» EXTRAIT SOURCE:

^^^^^^^^

En France, le football à la télévision fut longtemps cantonné à une seule chaîne, de service public (la RTF, puis ORTF en 1964). En 1961 les dirigeants du football français signent un protocole autorisant la télévision à retransmettre des matches en direct, mais leur diffusion reste rare. La télévision, en effet, n’allait-elle pas vider les stades ? Il fallait se contenter alors des rencontres disputées par l’équipe de France -et pas toutes-, de quelques grands événements comme la Coupe du monde ou la Coupe d’Europe des clubs champions, d’une poignée de rencontres de Championnat de France (et pas les meilleures), généralement diffusées en différé et en partie seulement : la deuxième mi-temps. Il arrivait aussi que l’on « occulte » la région du match, où celui-ci n’était donc pas retransmis.

Le grand tournant eut lieu en 1984, avec la création de Canal +. La chaîne à péage acheta les droits du Championnat de France, et pour ceux qui s’abonnèrent, une certaine abondance succéda à la rareté, pour le prix mensuel d’une place de tribune au stade. Des matches de Championnat et de Coupe d’Angleterre firent leur apparition, en intégralité ou en larges extraits présentés dans les magazines de la chaîne, comme L’Equipe du dimanche. Une nouvelle relation économique au football naissait, et une philosophie différente de l’offre. Abonnement, cryptage, et plus tard paiement à la séance : c’est vers la télévision à la carte que Canal + nous emmenait, et de cette télévision-là, le football était, avec le cinéma, le moteur. Il prit donc son envol sur « Canal  » le 7 novembre 1984, avec un Nantes-Monaco et cinq caméras. Pendant plusieurs années, sous la direction de Charles Biétry et porté par l’inspiration de réalisateurs comme Jean-Paul Jaud, la nouvelle chaîne allait marquer de son empreinte le sport télévisé en France.

^^^^^^^^

» ENTRÉES EXTRAITES:
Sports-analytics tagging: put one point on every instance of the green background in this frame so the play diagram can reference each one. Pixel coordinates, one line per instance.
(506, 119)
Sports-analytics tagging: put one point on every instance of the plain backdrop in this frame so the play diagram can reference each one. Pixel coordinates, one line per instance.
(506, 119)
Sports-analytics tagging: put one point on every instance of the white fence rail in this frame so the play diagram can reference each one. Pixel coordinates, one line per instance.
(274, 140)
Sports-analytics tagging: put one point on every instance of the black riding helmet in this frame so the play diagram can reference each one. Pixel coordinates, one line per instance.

^^^^^^^^

» CONSIGNE 1: D'après l'extrait source, en quelle année les dirigeants du football français signent-ils un protocole autorisant la télévision à retransmettre des matches en direct ?
» CONSIGNE 2: Recopiez mot pour mot le passage de l'extrait source compris entre « En France, le » et « donc pas retransmis. », ces deux bornes incluses.
Les entrées forment un matériau distinct de l'extrait source.

» RÉSULTAT 1: En 1961.

» RÉSULTAT 2:
En France, le football à la télévision fut longtemps cantonné à une seule chaîne, de service public (la RTF, puis ORTF en 1964). En 1961 les dirigeants du football français signent un protocole autorisant la télévision à retransmettre des matches en direct, mais leur diffusion reste rare. La télévision, en effet, n’allait-elle pas vider les stades ? Il fallait se contenter alors des rencontres disputées par l’équipe de France -et pas toutes-, de quelques grands événements comme la Coupe du monde ou la Coupe d’Europe des clubs champions, d’une poignée de rencontres de Championnat de France (et pas les meilleures), généralement diffusées en différé et en partie seulement : la deuxième mi-temps. Il arrivait aussi que l’on « occulte » la région du match, où celui-ci n’était donc pas retransmis.